Goal:
Copy out the part of the material that opens with the line containing "Can you find the overcast" and runs through the material's final line, changing nothing.
* BEGIN Supplied data *
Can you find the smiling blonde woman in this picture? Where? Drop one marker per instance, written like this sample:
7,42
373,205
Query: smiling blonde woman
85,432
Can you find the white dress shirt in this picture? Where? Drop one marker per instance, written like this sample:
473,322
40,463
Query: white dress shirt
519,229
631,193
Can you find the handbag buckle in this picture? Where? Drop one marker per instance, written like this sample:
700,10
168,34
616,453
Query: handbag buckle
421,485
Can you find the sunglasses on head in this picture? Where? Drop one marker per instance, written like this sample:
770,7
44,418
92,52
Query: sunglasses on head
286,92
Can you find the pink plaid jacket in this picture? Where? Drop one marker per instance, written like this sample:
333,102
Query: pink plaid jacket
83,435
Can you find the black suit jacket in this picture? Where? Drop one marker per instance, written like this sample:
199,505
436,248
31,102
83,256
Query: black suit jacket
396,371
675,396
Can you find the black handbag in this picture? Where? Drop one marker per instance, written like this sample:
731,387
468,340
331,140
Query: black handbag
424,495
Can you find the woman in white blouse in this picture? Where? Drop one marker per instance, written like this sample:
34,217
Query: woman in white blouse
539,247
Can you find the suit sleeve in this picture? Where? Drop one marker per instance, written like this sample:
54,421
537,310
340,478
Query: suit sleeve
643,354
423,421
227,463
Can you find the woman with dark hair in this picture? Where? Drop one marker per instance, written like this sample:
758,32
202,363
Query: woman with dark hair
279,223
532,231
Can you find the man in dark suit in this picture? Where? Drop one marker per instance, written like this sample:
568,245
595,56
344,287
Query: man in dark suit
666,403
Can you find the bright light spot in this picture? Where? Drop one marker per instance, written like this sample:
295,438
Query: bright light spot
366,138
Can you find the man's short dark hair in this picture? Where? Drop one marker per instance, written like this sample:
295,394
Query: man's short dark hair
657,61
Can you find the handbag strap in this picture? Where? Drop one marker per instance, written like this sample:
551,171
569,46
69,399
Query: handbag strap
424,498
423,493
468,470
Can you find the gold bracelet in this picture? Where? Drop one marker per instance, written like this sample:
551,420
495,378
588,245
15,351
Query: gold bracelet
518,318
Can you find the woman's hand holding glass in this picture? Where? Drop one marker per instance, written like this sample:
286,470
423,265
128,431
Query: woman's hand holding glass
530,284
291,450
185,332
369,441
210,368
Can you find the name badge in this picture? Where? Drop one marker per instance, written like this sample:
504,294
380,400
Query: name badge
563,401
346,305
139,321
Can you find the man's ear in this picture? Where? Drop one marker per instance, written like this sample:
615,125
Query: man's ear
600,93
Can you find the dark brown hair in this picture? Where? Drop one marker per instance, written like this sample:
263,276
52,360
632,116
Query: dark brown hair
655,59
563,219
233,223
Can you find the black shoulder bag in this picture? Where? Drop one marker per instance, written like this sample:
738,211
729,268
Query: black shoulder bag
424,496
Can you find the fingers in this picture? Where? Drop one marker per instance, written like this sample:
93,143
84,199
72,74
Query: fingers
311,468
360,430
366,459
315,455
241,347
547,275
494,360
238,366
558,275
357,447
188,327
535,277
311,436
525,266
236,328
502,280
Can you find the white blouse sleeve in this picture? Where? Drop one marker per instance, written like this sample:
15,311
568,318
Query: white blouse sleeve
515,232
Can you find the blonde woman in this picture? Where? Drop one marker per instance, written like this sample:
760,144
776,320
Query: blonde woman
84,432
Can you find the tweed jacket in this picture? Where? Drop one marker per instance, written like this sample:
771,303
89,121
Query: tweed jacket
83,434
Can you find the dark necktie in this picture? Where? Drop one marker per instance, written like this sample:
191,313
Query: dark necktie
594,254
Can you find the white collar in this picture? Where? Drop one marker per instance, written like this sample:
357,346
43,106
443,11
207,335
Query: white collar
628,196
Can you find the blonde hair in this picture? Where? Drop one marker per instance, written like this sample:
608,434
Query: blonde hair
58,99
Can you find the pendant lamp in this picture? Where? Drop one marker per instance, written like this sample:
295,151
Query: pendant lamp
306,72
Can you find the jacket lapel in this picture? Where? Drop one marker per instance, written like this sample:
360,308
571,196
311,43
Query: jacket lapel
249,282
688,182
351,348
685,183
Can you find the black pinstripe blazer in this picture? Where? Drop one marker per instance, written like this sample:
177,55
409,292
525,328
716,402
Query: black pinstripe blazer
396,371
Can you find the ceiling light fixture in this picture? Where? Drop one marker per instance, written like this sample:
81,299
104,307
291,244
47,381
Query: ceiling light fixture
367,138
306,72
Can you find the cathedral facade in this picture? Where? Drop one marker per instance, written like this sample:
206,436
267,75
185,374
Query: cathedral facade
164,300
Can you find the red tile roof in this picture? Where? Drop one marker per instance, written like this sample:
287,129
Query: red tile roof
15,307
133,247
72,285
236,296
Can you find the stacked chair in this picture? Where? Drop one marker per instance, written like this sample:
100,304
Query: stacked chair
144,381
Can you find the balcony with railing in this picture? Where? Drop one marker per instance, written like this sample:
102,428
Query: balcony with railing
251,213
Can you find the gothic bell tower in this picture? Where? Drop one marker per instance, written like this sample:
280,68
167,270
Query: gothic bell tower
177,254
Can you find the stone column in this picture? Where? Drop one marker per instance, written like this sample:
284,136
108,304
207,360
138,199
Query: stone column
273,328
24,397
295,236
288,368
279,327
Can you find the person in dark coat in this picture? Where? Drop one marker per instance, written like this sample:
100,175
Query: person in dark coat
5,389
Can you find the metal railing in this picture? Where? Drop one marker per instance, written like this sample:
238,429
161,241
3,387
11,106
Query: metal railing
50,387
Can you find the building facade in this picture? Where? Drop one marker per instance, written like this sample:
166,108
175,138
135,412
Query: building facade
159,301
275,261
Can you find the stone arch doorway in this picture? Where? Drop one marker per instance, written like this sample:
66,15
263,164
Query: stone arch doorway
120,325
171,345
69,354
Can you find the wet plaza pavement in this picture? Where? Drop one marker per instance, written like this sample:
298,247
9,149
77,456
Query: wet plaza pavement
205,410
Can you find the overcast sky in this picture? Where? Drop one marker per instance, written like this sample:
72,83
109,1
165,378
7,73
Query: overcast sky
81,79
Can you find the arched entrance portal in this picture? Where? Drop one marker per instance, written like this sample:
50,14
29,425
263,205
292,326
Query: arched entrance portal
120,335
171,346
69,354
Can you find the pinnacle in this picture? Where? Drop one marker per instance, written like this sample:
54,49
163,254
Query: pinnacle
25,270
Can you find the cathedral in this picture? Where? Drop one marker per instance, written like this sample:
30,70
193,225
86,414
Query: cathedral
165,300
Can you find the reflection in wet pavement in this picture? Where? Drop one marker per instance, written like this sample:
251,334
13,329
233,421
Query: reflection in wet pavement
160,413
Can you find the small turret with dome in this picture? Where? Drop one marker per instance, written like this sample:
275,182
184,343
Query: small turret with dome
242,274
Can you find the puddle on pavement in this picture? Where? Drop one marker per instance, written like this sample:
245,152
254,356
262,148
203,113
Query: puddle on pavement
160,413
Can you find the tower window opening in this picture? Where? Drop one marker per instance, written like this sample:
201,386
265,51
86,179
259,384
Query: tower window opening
* END Supplied data *
Response to this task:
Can you find the overcast sky in this picture? Where? Drop one marker per instance, written like this sample:
72,83
109,1
165,378
7,73
Query: overcast sky
81,79
Can you find the arched entrance portal in this picture? Where? Drop one marker per instance, written like this sample:
50,14
29,425
263,205
292,326
Query: arched entrance portal
120,335
171,346
69,354
Can you find the pinnacle in this picture? Where? Drop one marker per instance, written like this sample:
54,49
163,254
Query: pinnacle
25,270
Can you find the cathedral in this picture? Where? Drop one marker per instance, written like this sample:
30,70
193,225
86,414
Query: cathedral
165,300
Can you find the reflection in wet pavement in this picture? Where? Drop one marker per instance, written like this sample:
251,334
13,329
233,421
Query: reflection in wet pavement
160,413
Can you find the small turret with dome in this picture? Where? Drop one marker per instance, written like this sample:
275,182
184,343
Query: small turret with dome
242,274
Can you find the puddle on pavement in this picture? Where? Drop one marker per instance, written like this sample:
245,152
254,356
262,148
203,113
Query: puddle on pavement
160,413
Can you find the tower window opening in this picture? Where? Drop one marker per instance, written like this sample:
201,386
265,51
86,179
259,384
Query: tower window opening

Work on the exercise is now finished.